Data provided
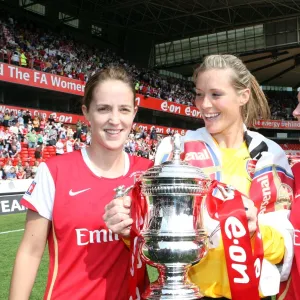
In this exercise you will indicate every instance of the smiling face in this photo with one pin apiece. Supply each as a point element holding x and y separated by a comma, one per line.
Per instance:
<point>296,112</point>
<point>111,113</point>
<point>219,102</point>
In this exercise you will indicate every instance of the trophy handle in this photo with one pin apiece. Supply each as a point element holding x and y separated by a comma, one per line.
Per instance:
<point>121,191</point>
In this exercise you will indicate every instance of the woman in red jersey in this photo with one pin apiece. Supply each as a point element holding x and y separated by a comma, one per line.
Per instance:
<point>290,289</point>
<point>66,202</point>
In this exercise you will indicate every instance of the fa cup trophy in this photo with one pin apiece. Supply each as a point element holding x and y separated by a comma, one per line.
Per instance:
<point>173,234</point>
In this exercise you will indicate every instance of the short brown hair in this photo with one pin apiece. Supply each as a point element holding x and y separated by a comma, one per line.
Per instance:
<point>110,73</point>
<point>257,107</point>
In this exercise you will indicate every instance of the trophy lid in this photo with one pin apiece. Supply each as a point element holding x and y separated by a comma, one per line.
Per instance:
<point>176,168</point>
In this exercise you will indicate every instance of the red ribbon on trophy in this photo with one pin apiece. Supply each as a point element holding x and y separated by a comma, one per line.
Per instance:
<point>243,263</point>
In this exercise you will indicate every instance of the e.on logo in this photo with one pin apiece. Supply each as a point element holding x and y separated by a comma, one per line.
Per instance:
<point>235,230</point>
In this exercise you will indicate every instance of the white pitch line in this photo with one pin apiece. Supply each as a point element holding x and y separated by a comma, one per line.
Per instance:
<point>4,232</point>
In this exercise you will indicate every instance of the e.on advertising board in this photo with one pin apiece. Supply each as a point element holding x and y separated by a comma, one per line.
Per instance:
<point>73,118</point>
<point>33,78</point>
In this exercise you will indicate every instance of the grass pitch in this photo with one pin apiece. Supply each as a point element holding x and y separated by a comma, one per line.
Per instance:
<point>9,243</point>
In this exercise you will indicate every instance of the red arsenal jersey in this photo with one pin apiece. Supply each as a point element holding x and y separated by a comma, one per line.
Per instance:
<point>87,261</point>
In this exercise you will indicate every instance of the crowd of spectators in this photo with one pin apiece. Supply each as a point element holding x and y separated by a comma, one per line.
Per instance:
<point>26,45</point>
<point>27,140</point>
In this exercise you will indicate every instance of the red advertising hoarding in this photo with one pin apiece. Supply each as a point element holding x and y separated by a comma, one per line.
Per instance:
<point>33,78</point>
<point>73,118</point>
<point>277,124</point>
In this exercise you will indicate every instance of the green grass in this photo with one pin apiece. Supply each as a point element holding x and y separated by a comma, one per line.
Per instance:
<point>9,244</point>
<point>8,247</point>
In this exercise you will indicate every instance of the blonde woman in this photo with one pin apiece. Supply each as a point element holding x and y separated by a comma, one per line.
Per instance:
<point>229,98</point>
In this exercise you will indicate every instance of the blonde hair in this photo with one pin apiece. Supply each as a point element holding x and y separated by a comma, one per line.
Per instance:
<point>110,73</point>
<point>257,107</point>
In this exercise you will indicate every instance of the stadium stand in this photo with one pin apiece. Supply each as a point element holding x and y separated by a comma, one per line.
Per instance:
<point>23,146</point>
<point>26,45</point>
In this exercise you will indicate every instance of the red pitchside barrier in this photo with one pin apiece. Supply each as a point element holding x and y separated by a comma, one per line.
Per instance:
<point>33,78</point>
<point>73,118</point>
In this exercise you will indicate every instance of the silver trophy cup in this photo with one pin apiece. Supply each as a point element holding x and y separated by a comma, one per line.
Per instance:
<point>173,234</point>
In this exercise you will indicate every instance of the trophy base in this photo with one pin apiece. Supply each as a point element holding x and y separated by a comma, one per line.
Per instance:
<point>167,292</point>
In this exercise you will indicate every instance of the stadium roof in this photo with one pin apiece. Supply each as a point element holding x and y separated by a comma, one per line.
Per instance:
<point>173,19</point>
<point>169,20</point>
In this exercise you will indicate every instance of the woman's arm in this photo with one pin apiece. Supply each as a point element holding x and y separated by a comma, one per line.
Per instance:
<point>29,256</point>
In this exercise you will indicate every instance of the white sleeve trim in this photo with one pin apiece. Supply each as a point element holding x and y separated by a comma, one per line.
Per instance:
<point>279,220</point>
<point>41,193</point>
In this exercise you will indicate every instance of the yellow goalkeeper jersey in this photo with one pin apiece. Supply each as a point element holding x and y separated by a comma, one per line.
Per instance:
<point>210,274</point>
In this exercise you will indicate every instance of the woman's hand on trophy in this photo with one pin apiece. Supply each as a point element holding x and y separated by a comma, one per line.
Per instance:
<point>251,214</point>
<point>117,216</point>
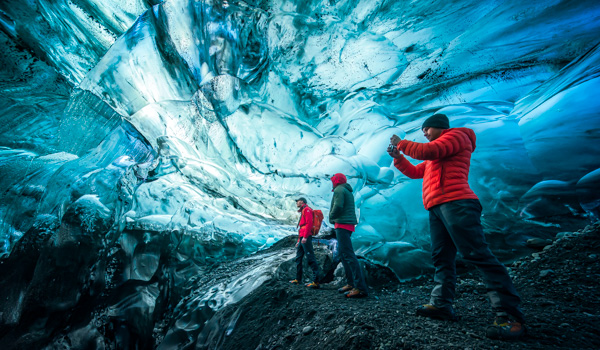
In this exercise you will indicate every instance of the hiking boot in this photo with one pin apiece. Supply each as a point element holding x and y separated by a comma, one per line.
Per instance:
<point>345,288</point>
<point>356,293</point>
<point>431,311</point>
<point>506,329</point>
<point>313,285</point>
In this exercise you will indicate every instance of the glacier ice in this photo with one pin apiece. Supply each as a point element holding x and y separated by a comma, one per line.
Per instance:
<point>242,107</point>
<point>176,134</point>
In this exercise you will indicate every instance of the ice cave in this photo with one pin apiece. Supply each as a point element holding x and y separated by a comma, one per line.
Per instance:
<point>144,142</point>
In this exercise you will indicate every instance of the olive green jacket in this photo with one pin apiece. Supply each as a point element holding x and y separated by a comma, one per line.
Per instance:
<point>342,206</point>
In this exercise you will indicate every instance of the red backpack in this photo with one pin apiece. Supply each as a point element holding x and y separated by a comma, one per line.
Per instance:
<point>317,220</point>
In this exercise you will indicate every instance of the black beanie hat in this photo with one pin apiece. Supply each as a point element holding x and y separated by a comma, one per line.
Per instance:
<point>437,121</point>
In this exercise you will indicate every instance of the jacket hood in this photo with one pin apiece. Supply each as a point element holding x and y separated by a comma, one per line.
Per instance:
<point>470,133</point>
<point>340,179</point>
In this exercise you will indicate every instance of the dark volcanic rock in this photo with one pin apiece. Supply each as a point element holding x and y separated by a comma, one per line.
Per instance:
<point>562,309</point>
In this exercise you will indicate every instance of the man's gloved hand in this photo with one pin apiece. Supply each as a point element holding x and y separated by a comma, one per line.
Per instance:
<point>394,140</point>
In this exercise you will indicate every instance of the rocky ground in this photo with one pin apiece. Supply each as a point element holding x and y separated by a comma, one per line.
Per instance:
<point>558,285</point>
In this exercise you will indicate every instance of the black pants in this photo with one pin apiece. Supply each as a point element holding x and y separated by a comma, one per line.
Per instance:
<point>456,226</point>
<point>353,272</point>
<point>306,249</point>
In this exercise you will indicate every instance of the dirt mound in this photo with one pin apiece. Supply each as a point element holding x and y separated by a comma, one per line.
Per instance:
<point>558,286</point>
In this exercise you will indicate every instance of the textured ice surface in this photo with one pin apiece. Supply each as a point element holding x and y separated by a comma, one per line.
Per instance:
<point>206,118</point>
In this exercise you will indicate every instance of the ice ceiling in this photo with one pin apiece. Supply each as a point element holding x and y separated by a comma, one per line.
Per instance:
<point>203,120</point>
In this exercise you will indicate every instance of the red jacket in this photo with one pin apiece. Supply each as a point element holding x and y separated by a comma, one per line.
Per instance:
<point>305,223</point>
<point>445,170</point>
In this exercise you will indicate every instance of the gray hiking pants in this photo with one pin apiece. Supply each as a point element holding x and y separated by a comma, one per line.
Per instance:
<point>306,249</point>
<point>456,226</point>
<point>349,260</point>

What you are asked to do
Copy the entire listing exactly but skip the pictures.

Expected answer
In this exercise you will indicate every instance of the smiling face in this photo with one pin apiece. Supply each as a point element holding x and y separated by a comma, one per line.
Per instance:
<point>296,112</point>
<point>111,113</point>
<point>219,102</point>
In this exercise you will indicate every instance of the trophy handle in this photo with one pin apiece. Supply each as a point element holding x and y separated by a comma, one per line.
Per instance:
<point>121,191</point>
In this exercise you will indicate every instance of the woman in red jersey in this photo with one pin apiece. Supply each as a point element holding x and y separated by a comma, one per line.
Per instance:
<point>290,289</point>
<point>66,202</point>
In this exercise you will indicate every instance of the fa cup trophy in this photo with one pin apiece. Supply each as a point element holding x and y separated by a comma, one per line.
Per instance:
<point>173,234</point>
In this exercise you will indicate every instance of the short brown hair in this photo with one pin apiece. Supply each as a point element holding x and y separated by a comma, one per line.
Per instance:
<point>110,73</point>
<point>257,107</point>
In this exercise you will indicate every instance of the trophy lid in this photo with one pin apiece. Supply each as a point element holding x and y separated by a comma, one per line.
Per instance:
<point>176,168</point>
In this exercise you will indicate every instance of the red ribbon on trophy in this photo with one pin apiece. Supply each as a point element holding x and y separated by a comma, one per line.
Per instance:
<point>243,263</point>
In this exercise you will indicate every instance of the e.on logo in this photo with one pin apiece. Supply each as a point element holding x and y separated by a comma, one per line.
Per instance:
<point>235,230</point>
In this exercise you will indicate every instance of the white pitch line in this photo with one pin apiece. Supply each as a point element holding x and y separated by a comma, one per line.
Per instance:
<point>4,232</point>
In this exercise you will indicate every instance of the e.on advertising board in this photo with one pin apiece. Supply each as a point element holding x and y separated by a comma, one per line.
Per instance:
<point>73,118</point>
<point>33,78</point>
In this exercise you will indicate every instance of the grass pitch in this photo with one pin apiece. Supply each as a point element holding x and y separated by a comma, one per line.
Per instance:
<point>9,243</point>
In this exercise you will indicate every instance of the red arsenal jersey in this photo with one pin apiece. Supply each as a point element holding x and y separated by a comma, one per line.
Per instance:
<point>87,261</point>
In this exercise you will indicate every instance of the crowd of spectators in this photo with one pin apiece. Supply each as a point element holding x and y separated by a comma, one per line.
Per instance:
<point>26,45</point>
<point>27,140</point>
In this exercise you will indicate every instance of the red advertising hoarding in this photo with one pin apiece. Supply each as a point element holding x and y separated by a comma, one per line.
Per instance:
<point>33,78</point>
<point>73,118</point>
<point>277,124</point>
In this exercise you will indicate every instance of the green grass in this photo with one pin apiece. Supply each as a point element holding x and y separated by a comma, one per line.
Per instance:
<point>9,244</point>
<point>8,247</point>
In this exercise you will indicate every instance of the blonde woman in this photo with one pin apiece. Supply each as a point element holding x and y separated by a comma, one per line.
Per instance:
<point>229,98</point>
In this exercise you will indicate every instance of the blonde hair in this photo with one pin apiece. Supply each as a point element holding x and y separated by a comma, one per line.
Per instance:
<point>110,73</point>
<point>257,107</point>
In this exercise you will indicate every instance of the stadium stand in this photo with one pin apiece. Supply each as a point element holding x and y separated by a comma, one per line.
Per instance:
<point>23,146</point>
<point>26,45</point>
In this exercise you will indicate every instance of the red pitchside barrier in this photo with one pin apiece. Supply each as a point element holding x and y separated by a comma, one per line.
Per instance:
<point>33,78</point>
<point>73,118</point>
In this exercise you will indicate every instance of the silver trophy cup in this photo with one pin apiece. Supply each as a point element holding x and y separated by a comma, one per line.
Per instance:
<point>173,234</point>
In this exercise you will indicate every instance of the trophy base in this photo with one pin apiece. Supply each as a point element holding x and y separated by a comma, one per line.
Per instance:
<point>167,292</point>
In this exercise you will indicate every instance of the stadium roof in this photo with one pin apiece. Supply each as a point element holding x and y separated by a comma, one per line.
Per instance:
<point>173,19</point>
<point>169,20</point>
In this exercise you will indicate every instance of the woman's arm in this photo with one pin apiece. Supply each as a point element holding x and y separated by a comma, one per line.
Per instance:
<point>29,256</point>
In this exercise you will indicate every instance of the white sleeve trim in this photo with one pin apiece. Supply each as a point element holding x and y separated by a comma, one per line.
Per instance:
<point>279,220</point>
<point>41,193</point>
In this exercise you will indicate every instance of the yellow goalkeeper jersey in this photo with one pin apiece. Supply each as a point element holding x and y separated by a comma, one per line.
Per instance:
<point>210,274</point>
In this exercise you will indicate every instance of the woman's hand on trophy in this photo with one pin apiece. Supply each as a point element holding x and y separated by a comma, one per line.
Per instance:
<point>251,214</point>
<point>117,216</point>
In this exercise you will indicate every instance of the hiking boot in this photo with one pin apiece. Supply each as a point element holding x and y separated by a comma, one per line.
Per instance:
<point>345,288</point>
<point>356,293</point>
<point>431,311</point>
<point>506,329</point>
<point>313,285</point>
In this exercise you will indicate every instance of the glacier ice in this photo with one pin apiece. Supply each as a point element holding x and y separated by a comma, one per line.
Per instance:
<point>242,107</point>
<point>176,134</point>
In this exercise you will indicate every instance of the ice cave in this photo with one pin apiece. Supply each as a point element holding x and y separated by a comma, one per line.
Per instance:
<point>144,142</point>
In this exercise you will indicate every instance of the olive green jacket in this photo with one pin apiece. Supply each as a point element holding x and y separated by a comma, one per line.
Per instance:
<point>342,206</point>
In this exercise you will indicate every instance of the red backpack in this photo with one pin apiece. Supply each as a point element holding x and y separated by a comma, one per line.
Per instance:
<point>317,220</point>
In this exercise you will indicate every instance of the black beanie hat in this photo with one pin apiece. Supply each as a point element holding x and y separated by a comma, one per line.
Per instance:
<point>437,121</point>
In this exercise you will indicate every instance of the jacket hood in this photo with one pin apiece. Supply each as a point element holding x and y separated by a comma, one per line.
Per instance:
<point>470,133</point>
<point>340,179</point>
In this exercise you will indicate every instance of the dark volcanic rock in this photo with one pin apiece. Supply each as a point element holding x and y separated by a comma, one per line.
Per instance:
<point>562,309</point>
In this exercise you will indicate every instance of the man's gloved hand in this photo with one pin apiece. Supply each as a point element holding x and y separated by a comma, one per line.
Per instance:
<point>394,140</point>
In this exercise you will indicate every instance of the rocky ground in this photo with one pin apiece. Supply each as a point element holding x and y separated by a comma, one per line.
Per instance:
<point>558,285</point>
In this exercise you will indicate every instance of the black pants in this photo with one pin apiece. Supply each as a point element holding x and y separated by a comma, one per line.
Per instance:
<point>456,226</point>
<point>353,272</point>
<point>306,249</point>
In this exercise you will indicate every instance of the dirt mound in this photo with one pin apiece. Supply each as a point element holding x and y separated by a comma, one per line.
Per instance:
<point>558,286</point>
In this exercise you will indicate every instance of the textured ice surface in this photo with one pin apiece. Supply each as a point element holding x and y separated by a comma, one per line.
Per instance:
<point>206,118</point>
In this exercise you will indicate every instance of the ice ceiling in this photo with one pin apiece. Supply each as a point element holding x and y separated by a comma, one per line.
Per instance:
<point>203,120</point>
In this exercise you will indicate every instance of the red jacket in this photo with one pin apiece. Supply each as a point element holding x and y separated by a comma, one per line.
Per instance:
<point>305,223</point>
<point>445,170</point>
In this exercise you will indicate every instance of the gray hiking pants in this photo with one pin apiece. Supply each as a point element holding x and y separated by a comma, one per line.
Per instance:
<point>306,249</point>
<point>456,226</point>
<point>349,260</point>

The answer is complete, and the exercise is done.